EXERCISE INSTRUCTIONS: Could you reproduce each of these rows line for line, leaving out the pictures?

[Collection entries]
- - - - -
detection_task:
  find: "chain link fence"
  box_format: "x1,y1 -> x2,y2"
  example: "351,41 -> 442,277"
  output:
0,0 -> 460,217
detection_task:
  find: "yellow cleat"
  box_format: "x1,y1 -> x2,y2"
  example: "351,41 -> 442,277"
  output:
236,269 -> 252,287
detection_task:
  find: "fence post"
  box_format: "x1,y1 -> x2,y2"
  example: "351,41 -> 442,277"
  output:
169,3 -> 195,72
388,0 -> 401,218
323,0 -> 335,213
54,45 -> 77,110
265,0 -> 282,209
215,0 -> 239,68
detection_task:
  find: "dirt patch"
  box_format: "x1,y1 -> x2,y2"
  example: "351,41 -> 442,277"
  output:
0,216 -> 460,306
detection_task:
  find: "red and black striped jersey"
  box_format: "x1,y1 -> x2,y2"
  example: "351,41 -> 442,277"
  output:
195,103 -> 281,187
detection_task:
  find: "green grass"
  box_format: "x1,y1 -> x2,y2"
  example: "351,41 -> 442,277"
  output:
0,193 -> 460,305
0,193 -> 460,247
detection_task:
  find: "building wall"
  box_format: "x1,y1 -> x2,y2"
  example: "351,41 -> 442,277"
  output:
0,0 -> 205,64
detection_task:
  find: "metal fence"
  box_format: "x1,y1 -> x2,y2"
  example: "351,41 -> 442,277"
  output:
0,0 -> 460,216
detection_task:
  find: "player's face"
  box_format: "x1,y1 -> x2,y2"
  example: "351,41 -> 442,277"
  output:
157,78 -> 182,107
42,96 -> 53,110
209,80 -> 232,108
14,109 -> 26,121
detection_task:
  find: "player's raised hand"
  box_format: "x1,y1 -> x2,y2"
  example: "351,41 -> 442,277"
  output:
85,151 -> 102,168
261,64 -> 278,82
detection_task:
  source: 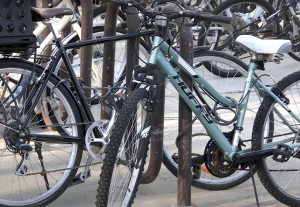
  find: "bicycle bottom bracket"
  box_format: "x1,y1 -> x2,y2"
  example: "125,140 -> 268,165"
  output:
85,119 -> 109,162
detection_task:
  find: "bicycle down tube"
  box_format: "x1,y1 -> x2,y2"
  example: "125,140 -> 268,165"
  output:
148,36 -> 300,161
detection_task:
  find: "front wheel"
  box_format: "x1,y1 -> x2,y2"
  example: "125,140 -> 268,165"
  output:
252,71 -> 300,206
96,89 -> 151,207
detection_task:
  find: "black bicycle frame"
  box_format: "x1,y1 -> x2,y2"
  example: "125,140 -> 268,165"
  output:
23,30 -> 154,143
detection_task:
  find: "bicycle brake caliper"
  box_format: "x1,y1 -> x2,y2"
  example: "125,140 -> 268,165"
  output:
15,144 -> 32,176
273,144 -> 292,162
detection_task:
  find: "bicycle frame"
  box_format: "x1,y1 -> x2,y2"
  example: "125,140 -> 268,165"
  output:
148,36 -> 300,161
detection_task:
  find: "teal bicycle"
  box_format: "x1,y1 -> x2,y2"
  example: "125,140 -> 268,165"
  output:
- - - - -
RESULT FOR THIS EXERCISE:
detection_task:
  find: "chain link fence"
  box_format: "x1,y1 -> x2,y2"
  example: "351,41 -> 442,277"
  output:
0,0 -> 460,217
detection_task:
  find: "yellow cleat"
  box_format: "x1,y1 -> x2,y2"
  example: "351,41 -> 442,277"
  output:
236,269 -> 252,287
detection_task:
  find: "fence post"
  box_format: "x1,y1 -> x2,y2"
  example: "351,41 -> 442,277"
  output:
169,3 -> 195,72
388,0 -> 401,218
323,0 -> 335,213
54,45 -> 77,110
265,0 -> 282,209
215,0 -> 239,68
detection_task:
  find: "dirt patch"
  box_format: "x1,y1 -> x2,y2"
  example: "351,41 -> 442,277"
  output:
0,216 -> 460,306
detection_task:
  find: "red and black striped jersey"
  box_format: "x1,y1 -> x2,y2"
  example: "351,41 -> 442,277"
  output:
195,103 -> 281,187
detection_task:
  find: "green grass"
  box_format: "x1,y1 -> x2,y2"
  example: "351,41 -> 442,277"
  output:
0,193 -> 460,305
0,193 -> 460,247
detection_task:
  find: "building wall"
  box_format: "x1,y1 -> x2,y2"
  example: "351,41 -> 442,277"
  output:
0,0 -> 205,64
detection_task:
  find: "metal fence"
  box_format: "x1,y1 -> x2,y2"
  example: "351,41 -> 442,277"
  output:
0,0 -> 460,216
detection_task:
  find: "player's face"
  box_format: "x1,y1 -> x2,y2"
  example: "351,41 -> 442,277"
  output:
157,78 -> 182,107
42,96 -> 53,110
209,80 -> 232,108
14,109 -> 26,121
detection_task:
  find: "player's raised hand"
  box_format: "x1,y1 -> x2,y2"
  example: "351,41 -> 442,277"
  output:
85,151 -> 102,168
261,64 -> 278,82
detection_task:
  source: 
  find: "bicycle bottom bracket"
  box_format: "x1,y1 -> x2,y2"
  example: "125,140 -> 268,165"
  output:
85,119 -> 109,162
detection_task:
  find: "bicycle down tube"
  box_format: "x1,y1 -> x2,y2"
  example: "125,140 -> 268,165"
  output:
148,36 -> 300,161
detection_task:
  find: "front wheel"
  box_format: "x1,y1 -> x2,y2"
  example: "125,140 -> 268,165"
  output:
252,71 -> 300,206
96,89 -> 151,207
detection_task:
  find: "black bicycle frame"
  box_format: "x1,y1 -> x2,y2"
  example: "125,140 -> 268,165"
  output:
23,30 -> 154,143
detection_task:
  find: "bicycle brake caliper"
  box_format: "x1,y1 -> x2,y2"
  example: "125,140 -> 268,165"
  output:
15,144 -> 32,176
273,144 -> 292,162
detection_task:
  find: "bicycle frame"
  box_format: "x1,y1 -> x2,y2"
  example: "125,140 -> 268,165"
  output:
148,36 -> 300,161
detection_task:
  find: "teal bicycle"
  box_format: "x1,y1 -> x2,y2"
  example: "125,140 -> 268,165"
  output:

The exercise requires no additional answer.